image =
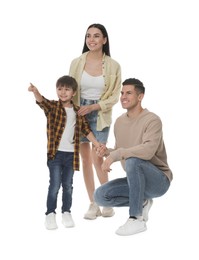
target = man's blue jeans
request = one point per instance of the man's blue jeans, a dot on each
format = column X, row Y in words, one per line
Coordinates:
column 61, row 173
column 144, row 181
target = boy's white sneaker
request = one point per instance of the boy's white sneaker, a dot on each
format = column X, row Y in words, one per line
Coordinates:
column 50, row 222
column 93, row 211
column 108, row 212
column 131, row 227
column 146, row 207
column 67, row 220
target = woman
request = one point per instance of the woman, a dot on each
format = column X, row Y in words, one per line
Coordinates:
column 99, row 85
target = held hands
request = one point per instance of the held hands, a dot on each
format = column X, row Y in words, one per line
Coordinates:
column 106, row 165
column 84, row 110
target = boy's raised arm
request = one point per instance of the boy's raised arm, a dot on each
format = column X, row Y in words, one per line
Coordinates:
column 36, row 93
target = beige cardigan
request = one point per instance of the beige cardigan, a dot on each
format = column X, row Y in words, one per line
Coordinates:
column 112, row 77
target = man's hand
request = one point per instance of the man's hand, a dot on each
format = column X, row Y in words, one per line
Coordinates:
column 101, row 150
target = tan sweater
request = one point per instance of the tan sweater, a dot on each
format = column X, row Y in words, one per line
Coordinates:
column 112, row 86
column 140, row 137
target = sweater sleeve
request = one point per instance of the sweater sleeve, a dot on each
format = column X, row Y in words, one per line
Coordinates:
column 147, row 148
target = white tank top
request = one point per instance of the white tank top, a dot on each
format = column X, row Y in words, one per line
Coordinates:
column 91, row 87
column 66, row 143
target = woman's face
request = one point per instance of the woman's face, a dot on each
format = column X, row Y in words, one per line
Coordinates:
column 95, row 39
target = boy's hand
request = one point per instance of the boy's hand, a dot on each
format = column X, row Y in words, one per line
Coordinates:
column 101, row 150
column 32, row 88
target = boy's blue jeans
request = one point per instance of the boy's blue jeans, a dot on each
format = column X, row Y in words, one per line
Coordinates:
column 61, row 173
column 144, row 181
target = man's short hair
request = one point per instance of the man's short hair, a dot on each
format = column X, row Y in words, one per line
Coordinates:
column 136, row 83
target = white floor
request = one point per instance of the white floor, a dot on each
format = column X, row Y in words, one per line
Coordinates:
column 172, row 233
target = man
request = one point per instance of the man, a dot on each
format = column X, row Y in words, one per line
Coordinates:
column 139, row 145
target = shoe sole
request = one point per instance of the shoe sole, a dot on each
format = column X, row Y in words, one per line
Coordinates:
column 139, row 231
column 108, row 216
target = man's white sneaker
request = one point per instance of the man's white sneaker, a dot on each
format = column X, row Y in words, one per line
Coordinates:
column 146, row 208
column 108, row 212
column 50, row 222
column 93, row 211
column 131, row 227
column 67, row 220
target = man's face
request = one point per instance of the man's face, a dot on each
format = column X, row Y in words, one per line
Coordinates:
column 129, row 98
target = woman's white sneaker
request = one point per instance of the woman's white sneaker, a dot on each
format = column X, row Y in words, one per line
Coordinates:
column 93, row 211
column 131, row 227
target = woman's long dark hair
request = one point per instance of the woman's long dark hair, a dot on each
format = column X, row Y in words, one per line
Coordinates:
column 106, row 48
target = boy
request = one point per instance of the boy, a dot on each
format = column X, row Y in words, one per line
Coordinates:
column 64, row 127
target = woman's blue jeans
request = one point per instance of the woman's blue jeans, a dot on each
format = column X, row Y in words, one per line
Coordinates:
column 61, row 173
column 144, row 181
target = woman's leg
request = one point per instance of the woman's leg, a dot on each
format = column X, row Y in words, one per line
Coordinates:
column 87, row 164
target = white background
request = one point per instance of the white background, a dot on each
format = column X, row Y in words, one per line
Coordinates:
column 155, row 41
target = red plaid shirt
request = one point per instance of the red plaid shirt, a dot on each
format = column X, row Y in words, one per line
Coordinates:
column 56, row 121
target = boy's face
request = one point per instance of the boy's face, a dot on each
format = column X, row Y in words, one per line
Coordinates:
column 65, row 93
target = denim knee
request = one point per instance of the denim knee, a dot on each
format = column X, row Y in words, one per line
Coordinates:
column 132, row 162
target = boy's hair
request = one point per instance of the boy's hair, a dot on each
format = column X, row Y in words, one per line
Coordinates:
column 139, row 87
column 67, row 81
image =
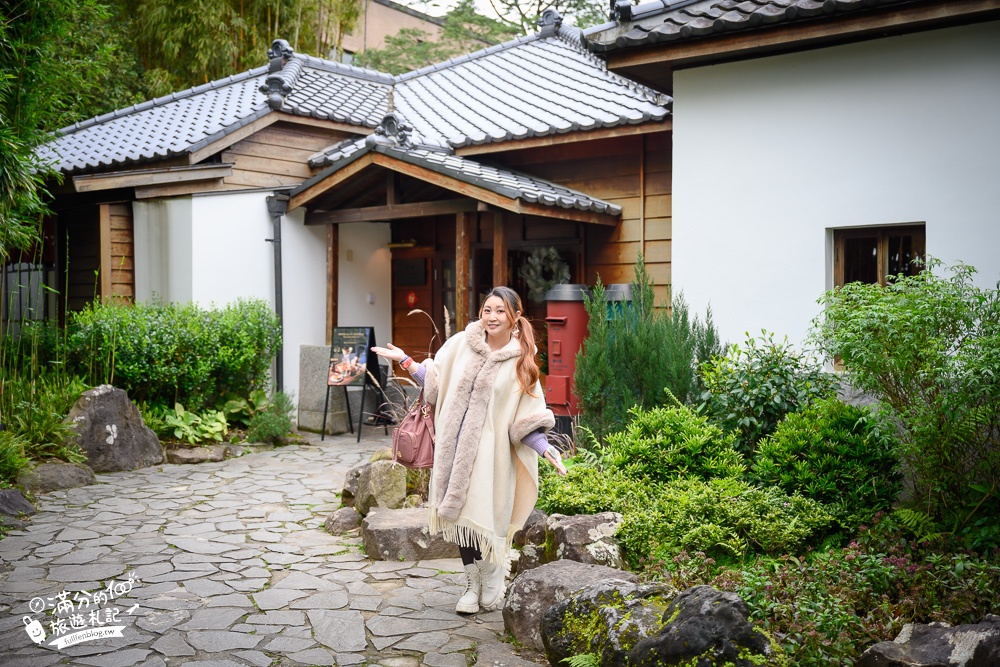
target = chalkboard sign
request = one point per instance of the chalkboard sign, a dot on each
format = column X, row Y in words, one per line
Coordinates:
column 351, row 358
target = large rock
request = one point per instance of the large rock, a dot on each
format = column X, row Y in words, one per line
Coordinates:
column 381, row 484
column 46, row 477
column 536, row 517
column 342, row 521
column 534, row 591
column 532, row 545
column 350, row 491
column 586, row 538
column 704, row 627
column 110, row 431
column 606, row 619
column 403, row 535
column 13, row 503
column 939, row 645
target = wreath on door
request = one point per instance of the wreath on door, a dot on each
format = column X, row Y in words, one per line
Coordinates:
column 542, row 269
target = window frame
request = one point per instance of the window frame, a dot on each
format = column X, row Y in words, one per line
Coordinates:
column 918, row 230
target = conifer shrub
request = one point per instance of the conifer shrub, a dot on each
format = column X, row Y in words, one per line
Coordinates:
column 838, row 454
column 635, row 351
column 928, row 347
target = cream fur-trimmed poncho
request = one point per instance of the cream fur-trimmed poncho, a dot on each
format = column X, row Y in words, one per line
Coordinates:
column 485, row 480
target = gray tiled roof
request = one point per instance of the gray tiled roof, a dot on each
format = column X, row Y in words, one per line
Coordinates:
column 184, row 122
column 538, row 85
column 505, row 182
column 664, row 21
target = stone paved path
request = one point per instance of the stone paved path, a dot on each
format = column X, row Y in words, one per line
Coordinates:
column 233, row 567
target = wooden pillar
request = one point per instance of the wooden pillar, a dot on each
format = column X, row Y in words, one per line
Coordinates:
column 499, row 250
column 463, row 268
column 332, row 278
column 104, row 272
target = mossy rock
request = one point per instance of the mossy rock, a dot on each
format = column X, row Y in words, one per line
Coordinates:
column 605, row 619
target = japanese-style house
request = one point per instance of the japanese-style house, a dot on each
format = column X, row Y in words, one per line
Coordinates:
column 817, row 143
column 347, row 197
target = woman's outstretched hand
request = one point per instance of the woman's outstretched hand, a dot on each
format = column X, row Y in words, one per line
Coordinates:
column 553, row 457
column 390, row 352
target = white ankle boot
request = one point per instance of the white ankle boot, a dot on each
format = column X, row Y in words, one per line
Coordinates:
column 469, row 602
column 493, row 578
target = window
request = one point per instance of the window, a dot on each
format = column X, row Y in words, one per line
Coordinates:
column 871, row 254
column 24, row 295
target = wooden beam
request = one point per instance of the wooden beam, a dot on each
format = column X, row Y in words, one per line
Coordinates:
column 105, row 244
column 264, row 121
column 575, row 214
column 392, row 212
column 805, row 34
column 391, row 185
column 332, row 278
column 499, row 250
column 147, row 177
column 463, row 268
column 331, row 181
column 568, row 138
column 490, row 197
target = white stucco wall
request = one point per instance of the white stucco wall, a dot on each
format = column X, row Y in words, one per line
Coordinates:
column 365, row 289
column 772, row 154
column 163, row 238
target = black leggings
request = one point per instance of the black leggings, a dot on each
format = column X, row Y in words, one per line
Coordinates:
column 469, row 554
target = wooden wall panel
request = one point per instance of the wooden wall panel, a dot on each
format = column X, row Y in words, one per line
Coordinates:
column 276, row 155
column 122, row 251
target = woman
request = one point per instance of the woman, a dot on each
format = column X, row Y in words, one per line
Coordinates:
column 490, row 421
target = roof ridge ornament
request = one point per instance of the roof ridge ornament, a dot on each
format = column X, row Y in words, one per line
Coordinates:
column 278, row 85
column 621, row 11
column 393, row 131
column 549, row 22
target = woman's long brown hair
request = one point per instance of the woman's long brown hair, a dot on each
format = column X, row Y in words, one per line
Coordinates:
column 527, row 367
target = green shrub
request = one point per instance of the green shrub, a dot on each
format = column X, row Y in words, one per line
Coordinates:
column 12, row 457
column 274, row 422
column 928, row 347
column 165, row 354
column 840, row 455
column 750, row 389
column 725, row 517
column 665, row 443
column 828, row 607
column 34, row 410
column 193, row 428
column 631, row 357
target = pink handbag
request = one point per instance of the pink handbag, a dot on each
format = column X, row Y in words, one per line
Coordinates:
column 413, row 439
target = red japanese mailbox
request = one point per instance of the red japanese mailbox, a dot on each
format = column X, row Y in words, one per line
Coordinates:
column 567, row 321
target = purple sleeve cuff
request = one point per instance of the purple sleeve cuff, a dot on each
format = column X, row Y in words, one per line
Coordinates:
column 537, row 441
column 417, row 372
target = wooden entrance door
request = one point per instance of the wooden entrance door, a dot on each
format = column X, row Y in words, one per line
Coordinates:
column 424, row 280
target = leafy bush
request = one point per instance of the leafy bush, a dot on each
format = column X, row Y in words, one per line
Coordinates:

┄┄┄┄┄┄

* _TASK PROMPT_: Reproduce the data verbatim, from its first line through the line containing "column 66, row 143", inclusive, and leave the pictures out of the reproduction.

* _WORKED SOLUTION_:
image =
target = man's blue jeans
request = one point per instance of the man's blue jeans, a dot on each
format = column X, row Y in words, one per line
Coordinates:
column 61, row 173
column 144, row 181
target = boy's white sneaker
request = one point per instance of the boy's white sneaker, a dot on each
format = column X, row Y in words, one per line
Coordinates:
column 50, row 222
column 93, row 211
column 108, row 212
column 131, row 227
column 146, row 207
column 67, row 220
target = woman
request = one point per instance of the woman, a dot on each
format = column X, row Y in words, one per line
Coordinates:
column 99, row 85
target = held hands
request = one point per instance of the held hands, a dot on each
format = column X, row Y in words, one per line
Coordinates:
column 106, row 165
column 84, row 110
target = boy's raised arm
request = one point per instance of the boy's raised arm, a dot on each
format = column X, row Y in words, one per line
Coordinates:
column 36, row 93
target = beige cardigan
request = one point per instance of the beige cardigan, a dot on each
format = column X, row Y in words, one per line
Coordinates:
column 112, row 77
target = man's hand
request = one point per instance of the man's hand, a dot on each
format = column X, row Y in words, one per line
Coordinates:
column 101, row 150
target = tan sweater
request = one point per instance of the tan sweater, a dot on each
format = column X, row Y in words, one per line
Coordinates:
column 112, row 86
column 140, row 137
target = sweater sleeve
request = one point per instance of the sweater sleeve, a dot on each
format = column X, row Y in words, one per line
Coordinates:
column 147, row 148
target = white tank top
request = one point per instance of the white tank top, a dot on each
format = column X, row Y in words, one per line
Coordinates:
column 91, row 87
column 66, row 143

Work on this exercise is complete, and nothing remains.